[Provided text — start]

So if your main concern is to deal correctly with correlated predictors, RIDGE is preferable to just about everything else, although I suppose the best thing to do would be to have a serious talk with the domain expert to try to get to a more advanced model that captures the domain knowledge better. For example, you might put an L2 (RIDGE) penalty on coefficients that belong to clusters of two or more correlated predictors, while putting an L1 (LASSO) penalty on the lonely riders. RIDGE and LASSO are somewhat adhoc methods, they are the methods you will use when you have large data sets but shallow domain knowledge.

 

As for the bias, yes, but that is intentional, you apply biased estimators like RIDGE when the bias is a virtue. You have a prior belief that small coefficients are more plausible than large ones so the mean (or mode) posterior belief must be smaller than an unbiased estimator.

[Provided text — finish]

Work to complete:
1. Answer these questions from the passage on RIDGE and LASSO:
(a) Which penalty does the passage suggest for coefficients that belong to clusters of two or more correlated predictors?
(b) In what situation, according to the passage, will you use RIDGE and LASSO?
(c) What prior belief does the passage give for applying a biased estimator like RIDGE?
2. Write out the section of the passage on RIDGE and LASSO that begins at the words "As for the bias, yes, but" and stops after the words "an unbiased estimator.".

[Supplied records — start]

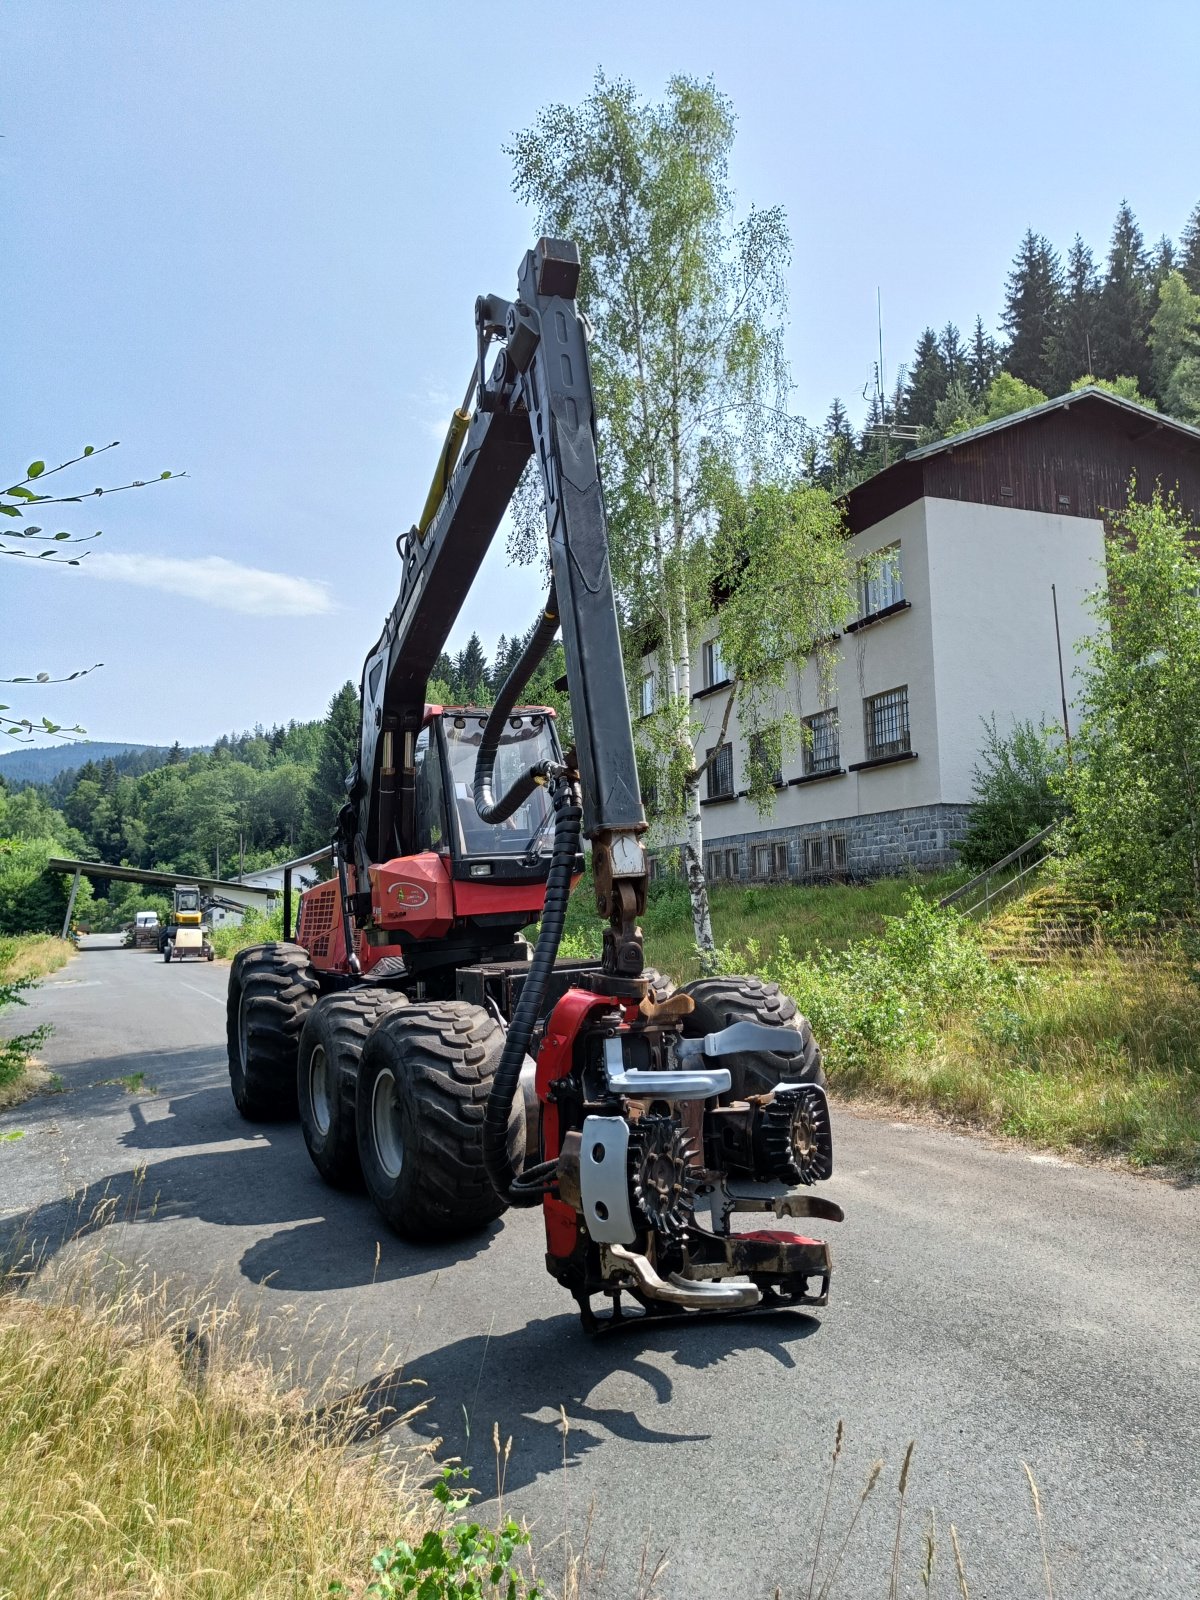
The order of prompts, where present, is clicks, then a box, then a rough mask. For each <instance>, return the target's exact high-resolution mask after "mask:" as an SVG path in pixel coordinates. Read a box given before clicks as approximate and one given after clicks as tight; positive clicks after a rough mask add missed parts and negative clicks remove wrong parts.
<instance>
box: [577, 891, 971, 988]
mask: <svg viewBox="0 0 1200 1600" xmlns="http://www.w3.org/2000/svg"><path fill="white" fill-rule="evenodd" d="M962 877H963V875H962V874H952V875H947V874H942V875H939V877H926V878H880V880H878V882H875V883H862V885H851V883H830V885H813V886H803V885H798V883H763V885H750V886H746V888H741V886H733V885H726V883H718V885H715V886H714V888H712V890H710V891H709V898H710V906H712V931H714V938H715V939H717V944H718V946H722V949H723V950H726V952H736V950H744V949H746V947H747V946H749V944H750V942H757V944H758V946H760V947H762V949H774V947H776V944H778V941H779V939H781V938H784V939H787V942H789V946H790V947H792V950H794V952H795V954H798V955H808V954H810V952H813V950H821V949H832V950H842V949H845V947H846V946H850V944H854V942H856V941H859V939H866V938H869V936H872V934H878V933H882V931H883V925H885V918H886V917H899V915H901V914H902V912H904V909H906V907H907V904H909V896H910V893H912V891H914V890H915V891H917V893H918V894H920V896H922V898H923V899H928V901H936V899H939V898H941V896H942V894H949V891H950V888H954V886H955V883H958V882H960V878H962ZM592 893H594V891H592V878H590V875H587V877H584V878H582V880H581V883H579V885H578V886H576V890H574V893H573V894H571V904H570V907H568V914H566V934H568V944H566V952H565V954H573V955H584V954H587V955H598V954H600V928H602V923H600V918H598V917H597V914H595V906H594V899H592ZM642 933H643V939H645V949H646V965H648V966H656V968H658V970H659V971H661V973H669V974H670V976H672V978H674V979H675V981H677V982H686V981H688V979H691V978H698V976H699V960H698V958H696V944H694V936H693V931H691V904H690V901H688V891H686V888H685V885H683V883H682V880H678V878H662V880H659V882H656V883H651V886H650V898H648V904H646V914H645V917H643V918H642Z"/></svg>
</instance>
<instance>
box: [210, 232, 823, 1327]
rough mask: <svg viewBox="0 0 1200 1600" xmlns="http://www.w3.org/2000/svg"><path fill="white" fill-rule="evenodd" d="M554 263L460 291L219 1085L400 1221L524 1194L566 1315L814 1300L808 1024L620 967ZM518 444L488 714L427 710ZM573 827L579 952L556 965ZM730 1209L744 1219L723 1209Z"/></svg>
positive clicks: (575, 260)
mask: <svg viewBox="0 0 1200 1600" xmlns="http://www.w3.org/2000/svg"><path fill="white" fill-rule="evenodd" d="M578 280H579V253H578V250H576V246H574V245H573V243H570V242H563V240H549V238H542V240H541V242H539V243H538V246H536V250H531V251H530V253H528V254H526V256H525V261H523V264H522V267H520V272H518V285H517V298H515V299H514V301H504V299H501V298H499V296H482V298H480V299H478V301H477V304H475V336H477V360H475V368H474V373H472V378H470V382H469V386H467V392H466V397H464V402H462V405H461V406H459V408H458V410H456V413H454V416H453V421H451V426H450V432H448V435H446V442H445V445H443V450H442V456H440V459H438V464H437V470H435V475H434V483H432V486H430V491H429V496H427V501H426V506H424V510H422V514H421V518H419V520H418V523H416V525H414V526H413V530H411V531H410V533H408V534H405V536H402V538H400V539H398V541H397V549H398V554H400V582H398V590H400V592H398V597H397V600H395V605H394V606H392V610H390V613H389V616H387V619H386V624H384V632H382V635H381V638H379V642H378V643H376V646H374V648H373V650H371V653H370V654H368V658H366V662H365V666H363V677H362V723H360V742H358V758H357V763H355V766H354V771H352V773H350V776H349V781H347V802H346V806H344V808H342V813H341V816H339V819H338V829H336V834H334V840H333V854H334V872H333V875H331V878H330V882H326V883H320V885H317V886H314V888H310V890H307V891H306V893H304V894H302V898H301V914H299V925H298V931H296V939H294V941H291V938H290V928H288V926H286V917H288V912H285V939H283V941H282V942H272V944H262V946H254V947H251V949H248V950H242V952H240V954H238V957H237V958H235V962H234V968H232V971H230V982H229V1008H227V1014H229V1070H230V1085H232V1091H234V1099H235V1102H237V1106H238V1107H240V1110H242V1112H243V1115H246V1117H277V1115H280V1114H282V1112H285V1110H298V1112H299V1117H301V1125H302V1130H304V1139H306V1144H307V1149H309V1155H310V1158H312V1162H314V1165H315V1166H317V1170H318V1171H320V1173H322V1174H323V1176H325V1178H326V1179H328V1181H331V1182H334V1184H347V1182H352V1181H357V1179H358V1178H362V1179H363V1181H365V1184H366V1189H368V1192H370V1194H371V1197H373V1200H374V1203H376V1206H378V1208H379V1211H381V1213H382V1214H384V1218H386V1219H387V1221H389V1222H390V1224H392V1226H394V1227H395V1229H397V1230H398V1232H400V1234H402V1235H405V1237H408V1238H413V1240H445V1238H451V1237H456V1235H462V1234H467V1232H472V1230H475V1229H480V1227H485V1226H486V1224H488V1222H491V1221H493V1219H494V1218H496V1216H499V1214H501V1213H502V1211H504V1210H506V1208H507V1206H541V1210H542V1214H544V1226H546V1246H547V1248H546V1264H547V1267H549V1270H550V1274H552V1275H554V1277H555V1278H557V1280H558V1282H560V1283H562V1285H563V1286H565V1288H566V1290H570V1293H571V1294H573V1296H574V1299H576V1301H578V1304H579V1310H581V1315H582V1318H584V1323H586V1326H589V1330H597V1328H600V1326H611V1325H613V1322H619V1320H622V1317H624V1307H632V1309H634V1310H635V1312H640V1314H646V1315H664V1314H685V1315H701V1314H706V1312H749V1310H755V1309H762V1307H771V1306H781V1304H787V1306H798V1304H810V1306H811V1304H824V1301H826V1298H827V1291H829V1277H830V1258H829V1248H827V1245H826V1243H824V1242H822V1240H818V1238H811V1237H808V1235H806V1234H805V1232H794V1230H790V1227H789V1226H787V1224H789V1222H792V1221H795V1219H810V1218H819V1219H824V1221H840V1219H842V1211H840V1208H838V1206H837V1205H835V1203H834V1202H830V1200H827V1198H824V1197H822V1195H819V1194H816V1192H814V1189H813V1186H814V1184H818V1182H819V1181H821V1179H824V1178H829V1176H830V1173H832V1133H830V1122H829V1106H827V1099H826V1088H824V1074H822V1067H821V1053H819V1050H818V1046H816V1043H814V1040H813V1035H811V1030H810V1027H808V1022H806V1021H805V1019H803V1018H800V1016H798V1014H797V1008H795V1003H794V1002H792V1000H790V998H789V997H787V995H784V994H781V992H779V989H778V986H774V984H768V982H762V981H760V979H755V978H702V979H699V981H694V982H690V984H685V986H683V987H680V989H677V987H675V984H674V982H672V981H670V979H667V978H664V976H662V974H661V973H658V971H654V970H653V968H646V965H645V958H643V949H642V930H640V926H638V917H640V915H642V914H643V912H645V899H646V878H648V874H646V858H645V851H643V835H645V832H646V819H645V813H643V808H642V797H640V790H638V776H637V762H635V754H634V733H632V723H630V715H629V702H627V693H626V680H624V667H622V651H621V638H619V630H618V614H616V603H614V595H613V581H611V571H610V560H608V530H606V520H605V506H603V494H602V485H600V467H598V458H597V419H595V410H594V394H592V381H590V366H589V357H587V325H586V320H584V317H582V315H581V312H579V309H578V306H576V290H578ZM493 347H498V349H494V354H493ZM531 458H533V459H534V461H536V470H538V474H539V477H541V486H542V494H544V504H546V526H547V538H549V555H550V571H552V584H550V592H549V595H547V598H546V603H544V606H542V610H541V613H539V616H538V619H536V621H534V624H533V627H531V630H530V634H528V637H526V643H525V648H523V651H522V654H520V659H518V661H517V664H515V666H514V667H512V670H510V674H509V678H507V682H506V683H504V685H502V688H501V690H499V693H498V696H496V701H494V704H493V706H490V707H472V706H462V707H443V706H430V704H427V702H426V688H427V683H429V678H430V674H432V672H434V666H435V661H437V656H438V653H440V651H442V648H443V645H445V642H446V637H448V634H450V629H451V627H453V624H454V619H456V616H458V613H459V608H461V605H462V602H464V600H466V595H467V592H469V589H470V584H472V579H474V578H475V574H477V571H478V566H480V563H482V560H483V557H485V554H486V550H488V546H490V544H491V539H493V538H494V534H496V530H498V526H499V522H501V518H502V515H504V512H506V509H507V506H509V501H510V498H512V494H514V491H515V488H517V483H518V478H520V477H522V472H523V469H525V466H526V462H528V461H530V459H531ZM558 630H562V642H563V654H565V661H566V691H568V699H570V717H571V728H570V738H568V739H563V741H560V738H558V731H557V725H555V717H554V714H552V712H550V710H549V709H547V707H539V706H523V704H520V694H522V690H523V688H525V685H526V683H528V682H530V678H531V675H533V672H534V670H536V667H538V666H539V662H541V659H542V656H544V654H546V651H547V648H549V646H550V643H552V642H554V638H555V635H557V634H558ZM563 744H566V749H563ZM584 842H587V845H589V846H590V864H592V880H594V894H595V909H597V912H598V917H600V920H602V923H603V944H602V955H600V958H598V960H562V958H558V946H560V941H562V933H563V922H565V915H566V901H568V896H570V893H571V888H573V885H574V883H576V882H578V877H579V874H581V872H582V869H584V854H582V845H584ZM534 925H536V928H538V934H536V944H534V946H531V944H530V941H528V938H526V931H530V930H533V926H534ZM739 1213H742V1214H744V1213H749V1214H752V1216H754V1218H755V1221H757V1222H758V1226H757V1227H749V1229H736V1227H734V1226H733V1219H734V1218H736V1216H738V1214H739ZM779 1224H782V1226H779ZM605 1301H608V1315H606V1317H605V1318H602V1317H598V1314H597V1302H600V1304H602V1306H603V1302H605Z"/></svg>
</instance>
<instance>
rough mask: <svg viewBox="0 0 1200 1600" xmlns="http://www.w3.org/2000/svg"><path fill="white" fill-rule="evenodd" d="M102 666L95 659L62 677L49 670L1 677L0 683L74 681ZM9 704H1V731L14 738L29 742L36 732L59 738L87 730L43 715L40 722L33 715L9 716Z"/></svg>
mask: <svg viewBox="0 0 1200 1600" xmlns="http://www.w3.org/2000/svg"><path fill="white" fill-rule="evenodd" d="M102 666H104V662H102V661H94V662H93V664H91V666H90V667H77V670H75V672H67V674H66V675H64V677H61V678H51V675H50V674H48V672H37V674H35V675H34V677H24V678H0V683H74V682H75V678H86V675H88V674H90V672H96V670H98V667H102ZM8 710H10V707H8V706H0V733H6V734H10V736H11V738H13V739H22V741H24V742H29V739H32V736H34V733H53V734H58V736H59V738H67V736H70V734H75V733H83V731H85V730H83V728H80V726H78V725H77V726H74V728H64V726H62V723H58V722H51V720H50V717H43V718H42V720H40V722H34V720H32V717H8V715H6V712H8Z"/></svg>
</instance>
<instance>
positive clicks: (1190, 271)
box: [1176, 203, 1200, 294]
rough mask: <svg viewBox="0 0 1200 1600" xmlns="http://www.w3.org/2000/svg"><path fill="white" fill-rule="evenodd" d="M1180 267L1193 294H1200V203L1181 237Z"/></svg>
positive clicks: (1179, 267)
mask: <svg viewBox="0 0 1200 1600" xmlns="http://www.w3.org/2000/svg"><path fill="white" fill-rule="evenodd" d="M1178 258H1179V259H1178V262H1176V264H1178V267H1179V270H1181V272H1182V275H1184V282H1186V283H1187V286H1189V290H1190V291H1192V294H1200V203H1197V206H1195V210H1194V211H1192V214H1190V216H1189V218H1187V222H1186V224H1184V230H1182V234H1181V235H1179V251H1178Z"/></svg>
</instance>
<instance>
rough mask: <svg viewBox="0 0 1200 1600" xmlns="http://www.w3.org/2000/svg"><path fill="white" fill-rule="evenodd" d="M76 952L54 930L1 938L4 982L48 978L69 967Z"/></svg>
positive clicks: (27, 933) (0, 961)
mask: <svg viewBox="0 0 1200 1600" xmlns="http://www.w3.org/2000/svg"><path fill="white" fill-rule="evenodd" d="M74 954H75V946H74V944H72V942H70V941H69V939H56V938H54V934H53V933H18V934H13V936H5V938H0V984H3V982H14V981H19V979H26V978H45V976H46V973H56V971H58V970H59V966H66V963H67V962H69V960H70V957H72V955H74Z"/></svg>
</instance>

[Supplied records — finish]

Answer section:
1.
(a) An L2 (RIDGE) penalty.
(b) When you have large data sets but shallow domain knowledge.
(c) The belief that small coefficients are more plausible than large ones.

2.
As for the bias, yes, but that is intentional, you apply biased estimators like RIDGE when the bias is a virtue. You have a prior belief that small coefficients are more plausible than large ones so the mean (or mode) posterior belief must be smaller than an unbiased estimator.